*** Opening Information shown ***
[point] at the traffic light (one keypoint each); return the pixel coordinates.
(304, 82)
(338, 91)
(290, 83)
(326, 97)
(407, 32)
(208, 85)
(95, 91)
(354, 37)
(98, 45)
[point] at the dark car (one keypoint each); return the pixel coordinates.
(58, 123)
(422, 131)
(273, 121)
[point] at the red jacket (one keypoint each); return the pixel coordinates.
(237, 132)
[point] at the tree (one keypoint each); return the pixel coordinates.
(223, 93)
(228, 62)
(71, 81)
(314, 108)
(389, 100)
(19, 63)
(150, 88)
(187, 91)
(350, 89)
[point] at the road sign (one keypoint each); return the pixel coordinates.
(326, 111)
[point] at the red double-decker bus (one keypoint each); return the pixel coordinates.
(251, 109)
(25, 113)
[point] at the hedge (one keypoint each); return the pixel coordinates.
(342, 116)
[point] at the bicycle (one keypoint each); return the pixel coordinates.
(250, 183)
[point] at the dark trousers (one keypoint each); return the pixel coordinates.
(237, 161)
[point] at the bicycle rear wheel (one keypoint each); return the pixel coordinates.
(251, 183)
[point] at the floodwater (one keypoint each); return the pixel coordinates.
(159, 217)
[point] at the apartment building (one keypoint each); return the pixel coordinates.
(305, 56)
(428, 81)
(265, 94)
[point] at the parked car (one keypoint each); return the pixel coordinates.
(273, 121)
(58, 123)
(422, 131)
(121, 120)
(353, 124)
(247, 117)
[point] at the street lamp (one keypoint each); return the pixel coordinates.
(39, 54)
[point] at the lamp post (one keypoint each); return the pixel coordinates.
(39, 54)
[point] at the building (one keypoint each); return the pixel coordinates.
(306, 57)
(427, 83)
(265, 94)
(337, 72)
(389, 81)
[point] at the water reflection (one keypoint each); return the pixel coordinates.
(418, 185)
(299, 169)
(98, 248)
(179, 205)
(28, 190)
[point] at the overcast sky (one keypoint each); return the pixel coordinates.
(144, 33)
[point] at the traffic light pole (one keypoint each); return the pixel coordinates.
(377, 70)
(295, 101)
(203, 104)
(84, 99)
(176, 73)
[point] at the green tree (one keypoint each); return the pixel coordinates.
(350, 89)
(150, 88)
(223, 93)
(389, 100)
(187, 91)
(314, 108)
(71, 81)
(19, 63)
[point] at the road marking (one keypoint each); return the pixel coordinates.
*** Closing Information shown ***
Work request: Return all the lines shown above, precisely as they stand.

Expected answer:
[point] at the traffic light (one keypoint each); return the pixel coordinates.
(304, 82)
(338, 91)
(290, 83)
(326, 97)
(407, 32)
(208, 85)
(95, 91)
(354, 37)
(98, 45)
[point] at the dark car (one keypoint each); return the pixel coordinates.
(58, 123)
(422, 131)
(273, 121)
[point] at the red jacket (one keypoint each); return the pixel coordinates.
(237, 132)
[point] at the tree (one keypoint each); return the pixel coordinates.
(223, 93)
(228, 62)
(71, 81)
(314, 108)
(389, 100)
(19, 63)
(150, 88)
(187, 91)
(350, 89)
[point] at the road sign (one keypoint each); return the pixel coordinates.
(326, 111)
[point] at the red double-decker bus (one keypoint each); return the pixel coordinates.
(251, 109)
(25, 113)
[point] at the hedge (one keypoint each); return the pixel coordinates.
(342, 116)
[point] at the bicycle (one keypoint each); return the pixel coordinates.
(250, 183)
[point] at the dark trousers (one keypoint each); return the pixel coordinates.
(237, 161)
[point] at the bicycle rear wheel (one keypoint each); return the pixel coordinates.
(251, 183)
[point] at the floodwater (one keypoint each); return the pixel coordinates.
(159, 217)
[point] at the apartment building (one keypoint each); return the pixel coordinates.
(305, 56)
(428, 81)
(265, 94)
[point] at the parked car (one keypoint each); return the pixel coordinates.
(273, 121)
(58, 123)
(422, 131)
(121, 120)
(353, 124)
(247, 117)
[point] at the street lamp (one keypoint each); return the pixel coordinates.
(39, 54)
[point] at the lamp post (one keypoint each); return the pixel coordinates.
(39, 54)
[point] at the building (one keypoint each); return the pixel coordinates.
(306, 57)
(427, 83)
(265, 94)
(337, 72)
(389, 81)
[point] at the water reflection (one keypoint each); return the pixel coordinates.
(418, 185)
(299, 169)
(98, 248)
(179, 205)
(28, 190)
[point] at the overcast sky (one keypoint each); return the pixel coordinates.
(144, 33)
[point] at the traffic light pole (one keypoint each); return the pixel coordinates.
(377, 70)
(295, 101)
(203, 104)
(84, 99)
(176, 73)
[point] at the green tree (one keypoint each); return the pixel coordinates.
(350, 89)
(150, 88)
(223, 93)
(389, 100)
(187, 91)
(314, 108)
(71, 81)
(19, 63)
[point] at the road marking (one keypoint each); return the pixel coordinates.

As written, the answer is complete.